Entries from a point annotation set:
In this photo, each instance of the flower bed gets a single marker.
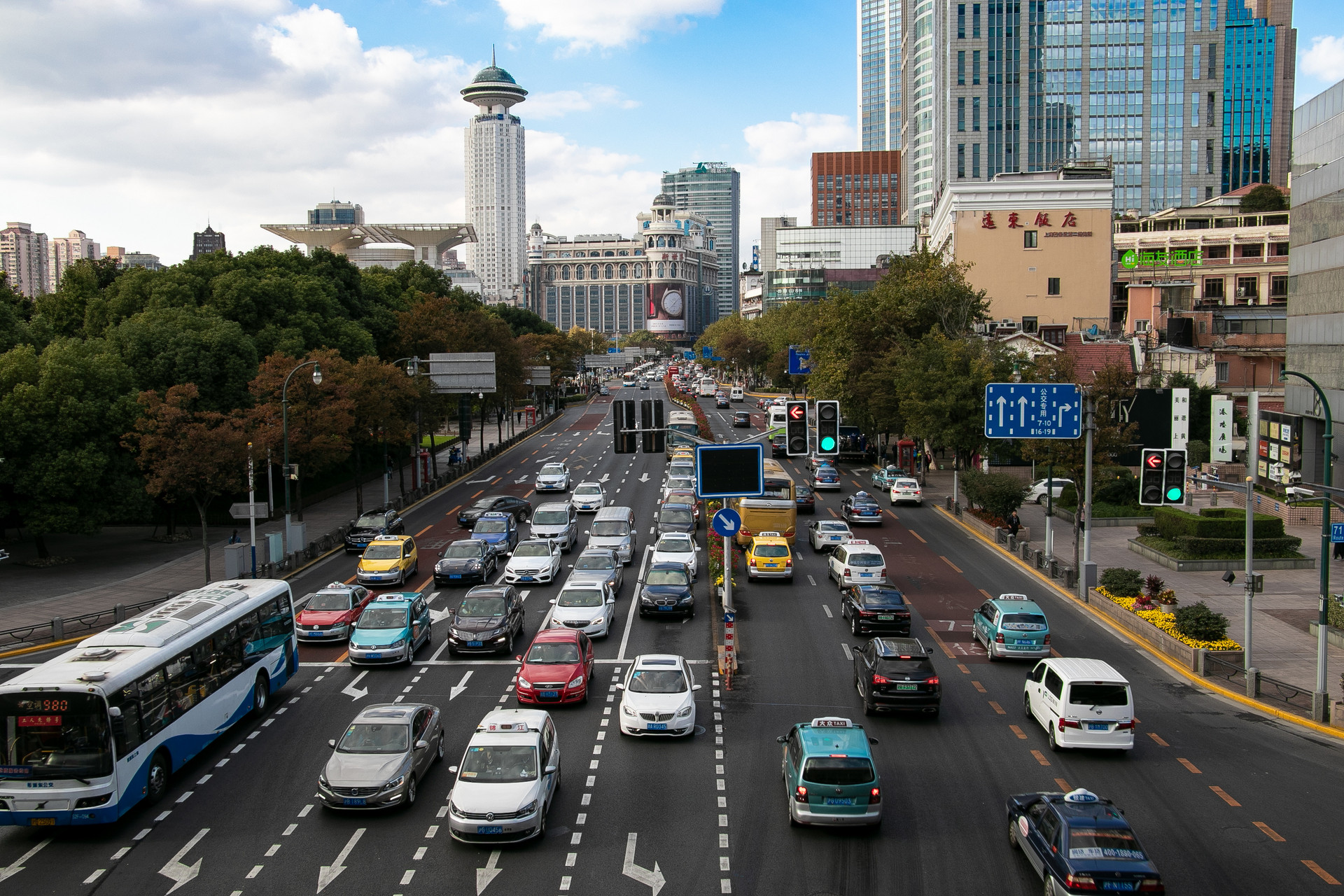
(1167, 624)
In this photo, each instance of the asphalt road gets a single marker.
(1225, 801)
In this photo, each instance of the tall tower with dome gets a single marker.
(496, 184)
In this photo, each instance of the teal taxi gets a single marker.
(830, 776)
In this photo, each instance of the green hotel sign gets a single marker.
(1163, 258)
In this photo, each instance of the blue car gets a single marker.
(390, 629)
(1079, 843)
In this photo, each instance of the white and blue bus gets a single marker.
(104, 726)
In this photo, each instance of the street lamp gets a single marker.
(284, 416)
(1319, 697)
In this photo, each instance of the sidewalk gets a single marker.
(96, 582)
(1282, 645)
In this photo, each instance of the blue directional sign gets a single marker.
(1032, 412)
(726, 523)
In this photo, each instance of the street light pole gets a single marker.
(1322, 644)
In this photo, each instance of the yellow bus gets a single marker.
(774, 511)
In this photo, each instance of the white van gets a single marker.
(1081, 703)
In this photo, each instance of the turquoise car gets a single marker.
(1011, 625)
(390, 629)
(830, 776)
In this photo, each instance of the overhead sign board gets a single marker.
(1032, 412)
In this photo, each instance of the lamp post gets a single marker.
(1328, 438)
(284, 416)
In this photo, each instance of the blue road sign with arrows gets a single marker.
(1032, 412)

What needs to be done |
Set the listing down in full and exactly. Pictures within it should not appear in the copy.

Answer to this problem |
In this photo, each instance of the flower bed gets a single marker.
(1167, 624)
In this photo, each instance of the asphalt road gets a single marker.
(1225, 801)
In this photo, each instance of the tall tower with dome gets a single marker.
(496, 184)
In this photo, each instance of the teal taxi gets a single marker.
(830, 776)
In this photo, each instance of the green hotel sign gets a single marker.
(1163, 258)
In this photo, each instance of the blue car gets a single marker.
(390, 629)
(1079, 843)
In this photo, each instance of the white and blue bus gets a single marker.
(104, 726)
In this photo, each instance of the street lamp gets a single marker.
(284, 416)
(1319, 697)
In this photo, each instance of the sidewalk gets a single marker.
(96, 582)
(1282, 645)
In this photo, each instance of the blue directional sign gets a single marker.
(1032, 412)
(726, 523)
In this photo, each instance of the street light pole gets a single marker.
(1322, 644)
In this photo, each instance of the yellow bus gets a single marker.
(774, 511)
In this photo, each instance of the white van gets a single marker.
(1081, 703)
In this photo, each instance of the turquoise car gets a single marker.
(1011, 625)
(390, 629)
(830, 776)
In this photo, each instance of the overhead sign board gets a single marker.
(1032, 412)
In this photo, each instance of the lamp post gets a single marker.
(1328, 438)
(284, 416)
In this photo, each instance of the blue road sign with arrows gets a single marker.
(1032, 412)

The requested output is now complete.